## BEGIN DATA FOR THE TASK

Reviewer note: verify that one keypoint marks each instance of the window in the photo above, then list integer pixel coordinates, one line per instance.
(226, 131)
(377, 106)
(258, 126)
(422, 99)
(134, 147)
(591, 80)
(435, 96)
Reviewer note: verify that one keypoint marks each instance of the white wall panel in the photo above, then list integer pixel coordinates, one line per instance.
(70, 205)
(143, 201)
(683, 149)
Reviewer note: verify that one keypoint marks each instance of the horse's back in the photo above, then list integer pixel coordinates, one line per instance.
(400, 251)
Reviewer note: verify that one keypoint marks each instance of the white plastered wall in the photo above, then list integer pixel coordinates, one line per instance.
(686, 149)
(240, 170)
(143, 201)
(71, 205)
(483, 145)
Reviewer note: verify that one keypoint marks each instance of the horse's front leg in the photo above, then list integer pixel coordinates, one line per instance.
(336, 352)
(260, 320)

## END DATA FOR THE TASK

## BRIEF
Rewrite the stretch from the line containing "the horse's back" through the end of the records, substituting "landmark" for "keypoint" and leaving everything else unchanged.

## TASK RESPONSE
Reviewer note: verify that one landmark marks each instance of the horse's back in the photo above, then list integer pixel coordinates, one line per instance.
(400, 251)
Reviewer note: verify that one landmark marks each instance of the white plastered wall in the photo above, then list integer pixel coordinates, one line per instance.
(686, 149)
(240, 170)
(143, 201)
(71, 205)
(483, 145)
Reviewer note: verify that one landmark marks each instance of the horse's front leg in the photo above, then list integer pixel coordinates, one line per instance.
(336, 352)
(260, 320)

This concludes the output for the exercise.